PASSAGE PROVIDED Start Marker

The Traits of Christian Humanism
by Pope Francis
Dear Brothers and Sisters,
The Last Judgment is depicted in the dome of this most beautiful Cathedral. At the centre is Jesus, our light. At the apex of the fresco reads the inscription: “Ecce Homo”. Looking at this dome we are drawn upward, as we contemplate the transformation of Christ judged by Pilate, into Christ seated on the judge’s throne. An angel brings him a sword yet Jesus does not take on the symbols of judgment, but instead raises his right hand, showing the marks of the passion, because he “gave himself as a ransom for all” (1 Tim 2:6). “For God sent the Son into the world, not to condemn the world, but that the world might be saved through him” (Jn 3:17).
In the light of this merciful Judge, our knees bend in adoration, and our hands and our feet are strengthened. We can speak of humanism only starting from the centrality of Jesus, discovering in him the traits of the authentic will of man. It is contemplating the face of Jesus died and risen that recomposes our humanity and also that which has been fragmented through the toils of life or marked by sin. We must not domesticate the power of the face of Christ. His face is the image of his transcendence. It is the misericordiae vultus. Let us allow ourselves to be looked at by him. Jesus is our humanism. Let us always be unsettled by his question: “who do you say that I am?” (Mt 16:15).

PASSAGE PROVIDED End Marker

> [LIST OF TASKS]
1) Answer these questions from the address on Christian humanism:
(a) What inscription is at the apex of the fresco?
(b) What does the angel bring to Jesus?
(c) From what starting point can humanism be spoken of?
2) List every scripture reference cited in parentheses in the address on Christian humanism.

PROVIDED DATA Start Marker

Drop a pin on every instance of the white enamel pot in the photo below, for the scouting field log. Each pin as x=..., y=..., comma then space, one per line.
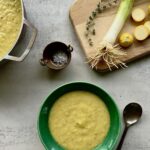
x=30, y=43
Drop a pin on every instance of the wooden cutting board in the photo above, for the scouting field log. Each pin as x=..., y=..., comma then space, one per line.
x=79, y=13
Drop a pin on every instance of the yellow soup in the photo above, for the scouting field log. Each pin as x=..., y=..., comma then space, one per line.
x=79, y=120
x=10, y=24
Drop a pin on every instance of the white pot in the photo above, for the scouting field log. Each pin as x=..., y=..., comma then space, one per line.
x=31, y=41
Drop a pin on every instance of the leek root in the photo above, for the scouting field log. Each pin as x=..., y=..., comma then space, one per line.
x=107, y=50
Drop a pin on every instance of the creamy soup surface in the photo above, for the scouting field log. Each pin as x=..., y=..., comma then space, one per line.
x=79, y=120
x=10, y=24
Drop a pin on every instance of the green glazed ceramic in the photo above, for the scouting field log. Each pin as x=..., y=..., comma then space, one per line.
x=113, y=135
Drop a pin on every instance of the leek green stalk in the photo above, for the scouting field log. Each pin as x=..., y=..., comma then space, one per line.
x=107, y=49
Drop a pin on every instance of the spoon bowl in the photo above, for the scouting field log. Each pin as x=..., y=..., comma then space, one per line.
x=132, y=113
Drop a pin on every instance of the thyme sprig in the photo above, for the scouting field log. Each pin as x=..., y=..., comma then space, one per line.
x=90, y=24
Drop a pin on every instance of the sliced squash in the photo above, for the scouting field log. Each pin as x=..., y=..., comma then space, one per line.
x=141, y=33
x=138, y=14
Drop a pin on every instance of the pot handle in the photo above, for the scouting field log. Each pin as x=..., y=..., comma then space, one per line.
x=29, y=46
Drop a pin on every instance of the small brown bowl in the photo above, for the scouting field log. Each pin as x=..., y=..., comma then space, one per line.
x=56, y=55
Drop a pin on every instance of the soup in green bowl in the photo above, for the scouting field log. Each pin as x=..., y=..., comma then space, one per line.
x=79, y=116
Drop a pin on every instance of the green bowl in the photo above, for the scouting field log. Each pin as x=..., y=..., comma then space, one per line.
x=113, y=135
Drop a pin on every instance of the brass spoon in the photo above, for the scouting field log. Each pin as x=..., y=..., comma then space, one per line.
x=131, y=114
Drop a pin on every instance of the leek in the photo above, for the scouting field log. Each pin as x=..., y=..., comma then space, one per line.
x=107, y=50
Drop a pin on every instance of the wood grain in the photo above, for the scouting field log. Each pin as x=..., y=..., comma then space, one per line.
x=79, y=13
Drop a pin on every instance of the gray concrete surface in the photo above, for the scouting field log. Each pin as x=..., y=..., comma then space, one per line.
x=24, y=86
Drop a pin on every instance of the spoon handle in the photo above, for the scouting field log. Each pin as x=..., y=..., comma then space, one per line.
x=122, y=138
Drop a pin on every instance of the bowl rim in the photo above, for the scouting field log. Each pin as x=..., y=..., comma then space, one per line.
x=103, y=146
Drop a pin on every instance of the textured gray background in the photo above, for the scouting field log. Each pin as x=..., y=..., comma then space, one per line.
x=24, y=86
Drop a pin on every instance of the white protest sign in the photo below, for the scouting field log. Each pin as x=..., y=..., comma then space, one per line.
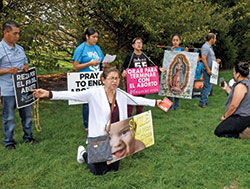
x=215, y=73
x=109, y=58
x=79, y=81
x=24, y=82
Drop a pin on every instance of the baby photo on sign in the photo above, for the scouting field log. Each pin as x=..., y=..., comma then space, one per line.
x=178, y=80
x=131, y=135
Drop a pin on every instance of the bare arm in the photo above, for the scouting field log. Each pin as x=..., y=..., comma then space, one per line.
x=239, y=93
x=204, y=60
x=78, y=66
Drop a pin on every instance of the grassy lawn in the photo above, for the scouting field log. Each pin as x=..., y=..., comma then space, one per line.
x=186, y=153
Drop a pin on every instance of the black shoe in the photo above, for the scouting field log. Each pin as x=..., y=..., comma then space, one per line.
x=32, y=141
x=10, y=147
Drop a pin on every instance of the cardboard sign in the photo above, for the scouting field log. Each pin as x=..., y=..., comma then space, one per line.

PROVIDED DATA End Marker

> [RESPONSES FOR EACH TASK]
1)
(a) "Ecce Homo"
(b) A sword
(c) Only from the centrality of Jesus

2)
1 Tim 2:6
Jn 3:17
Mt 16:15